=== YOUR INSTRUCTIONS ===
Can you duplicate each of the records below, line for line, changing nothing?

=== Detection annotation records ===
——————
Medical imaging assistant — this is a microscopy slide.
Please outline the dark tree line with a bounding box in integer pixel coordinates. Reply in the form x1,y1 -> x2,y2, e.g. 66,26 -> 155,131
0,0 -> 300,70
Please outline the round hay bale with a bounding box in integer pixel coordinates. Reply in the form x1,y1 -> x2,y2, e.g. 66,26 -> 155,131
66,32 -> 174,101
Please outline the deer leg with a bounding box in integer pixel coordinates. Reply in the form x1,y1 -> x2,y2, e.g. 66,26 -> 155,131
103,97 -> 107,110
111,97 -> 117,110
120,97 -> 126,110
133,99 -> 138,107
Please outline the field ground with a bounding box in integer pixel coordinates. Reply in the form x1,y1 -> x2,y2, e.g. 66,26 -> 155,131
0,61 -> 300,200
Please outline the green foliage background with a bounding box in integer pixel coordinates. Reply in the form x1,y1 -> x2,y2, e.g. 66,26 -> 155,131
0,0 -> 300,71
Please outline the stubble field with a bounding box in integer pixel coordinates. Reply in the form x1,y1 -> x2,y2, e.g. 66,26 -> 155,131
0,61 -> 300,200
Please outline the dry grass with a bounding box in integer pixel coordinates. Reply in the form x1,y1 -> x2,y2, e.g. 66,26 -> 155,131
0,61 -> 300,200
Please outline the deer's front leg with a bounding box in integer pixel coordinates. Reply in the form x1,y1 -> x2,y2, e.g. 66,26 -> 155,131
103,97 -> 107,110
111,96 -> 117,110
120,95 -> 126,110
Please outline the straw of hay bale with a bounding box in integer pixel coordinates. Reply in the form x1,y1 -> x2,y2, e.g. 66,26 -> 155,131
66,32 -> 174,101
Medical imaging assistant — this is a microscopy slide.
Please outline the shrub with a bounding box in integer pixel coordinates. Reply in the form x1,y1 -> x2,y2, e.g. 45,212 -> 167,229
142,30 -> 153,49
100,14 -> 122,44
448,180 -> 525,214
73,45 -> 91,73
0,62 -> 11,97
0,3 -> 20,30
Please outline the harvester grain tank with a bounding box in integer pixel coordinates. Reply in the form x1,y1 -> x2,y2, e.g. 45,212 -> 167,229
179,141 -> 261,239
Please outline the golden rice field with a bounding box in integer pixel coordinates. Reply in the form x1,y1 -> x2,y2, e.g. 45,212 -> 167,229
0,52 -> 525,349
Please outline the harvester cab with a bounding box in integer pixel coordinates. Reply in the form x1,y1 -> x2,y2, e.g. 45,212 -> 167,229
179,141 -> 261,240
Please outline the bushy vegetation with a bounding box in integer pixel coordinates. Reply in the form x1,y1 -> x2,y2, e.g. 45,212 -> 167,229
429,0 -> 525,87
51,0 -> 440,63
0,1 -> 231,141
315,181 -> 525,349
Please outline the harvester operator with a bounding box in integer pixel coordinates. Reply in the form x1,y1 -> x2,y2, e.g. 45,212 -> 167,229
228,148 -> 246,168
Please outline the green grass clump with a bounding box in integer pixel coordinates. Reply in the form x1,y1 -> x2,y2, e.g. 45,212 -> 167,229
——————
=== FINISHED TASK ===
Medical imaging assistant — this is a microscopy slide.
Please outline the dark tree line with a bounding box in integer pixel coordinates. Reply in the form x1,y1 -> x2,y2, e.g. 66,26 -> 155,131
0,0 -> 300,70
Please outline the round hay bale with a bounding box in integer pixel coordinates. Reply in the form x1,y1 -> x2,y2, e.g. 66,26 -> 155,131
66,32 -> 174,101
Please outline the deer leg with a bounding box in integer pixel coordinates. Reply in the form x1,y1 -> x2,y2, e.g. 66,26 -> 155,131
103,97 -> 107,110
111,97 -> 117,110
120,97 -> 126,110
133,99 -> 138,107
Please outline the field ground with a bounding box in integer pixel coordinates. Reply in the form x1,y1 -> x2,y2, e.g. 66,26 -> 155,131
0,61 -> 300,200
Please outline the green foliage background with a bounding box in integer pixel coordinates. Reply in the form x1,y1 -> x2,y2, e.g. 66,26 -> 155,131
0,0 -> 300,71
Please outline the stubble field with a bounding box in integer pixel coordinates. Reply in the form x1,y1 -> x2,y2, e.g. 66,26 -> 155,131
0,61 -> 300,200
Please outline the dry grass with a bounding box in integer pixel coordinates. Reply in the form x1,y1 -> x2,y2, e.g. 66,26 -> 155,131
0,61 -> 300,200
Please outline the deer's front leg with a bounding box in integer pixel coordinates. Reply in the form x1,y1 -> x2,y2, e.g. 66,26 -> 155,131
103,97 -> 107,110
111,96 -> 117,110
120,95 -> 126,110
Please outline the straw of hay bale with a bounding box in integer pixel coordinates. Reply in the form x1,y1 -> x2,y2, e.g. 66,26 -> 155,131
66,32 -> 174,101
Medical imaging assistant — this is a microscopy slide.
Please outline the shrub with a bounding box in integer pixel coordinates. Reply in the form x1,y1 -> x2,y2, e.g. 45,212 -> 167,229
142,30 -> 153,49
100,14 -> 122,44
448,180 -> 525,214
73,45 -> 91,73
0,62 -> 11,97
0,3 -> 20,30
Please outline the harvester grain tank with a bounding box in integer pixel coordinates. Reply in the form x1,y1 -> x2,y2, e.g. 45,212 -> 167,229
179,141 -> 261,239
Please outline the golden rice field with a bounding box in integer pixel coordinates. Reply in the form x1,y1 -> x2,y2, e.g. 45,212 -> 167,229
0,52 -> 525,349
Please outline the harvester cab with a bounding box in integer pixel coordinates. Reply in the form x1,y1 -> x2,y2, e.g. 45,212 -> 167,229
179,141 -> 261,240
Please outline the bushy vegetation with a bounding box in integer pixel coordinates. Reply in the form x1,y1 -> x2,y2, e.g. 45,212 -> 167,229
429,0 -> 525,87
51,0 -> 440,63
0,1 -> 231,141
315,181 -> 525,349
Please outline the harvester operator with a bounding box in integer pixel coordinates. Reply in the form x1,y1 -> x2,y2, e.g. 45,212 -> 167,229
228,148 -> 246,168
Please outline the green grass clump with a bounding box in integer pixel coordinates. Reply in the form x1,y1 -> x2,y2, e.g. 45,212 -> 167,229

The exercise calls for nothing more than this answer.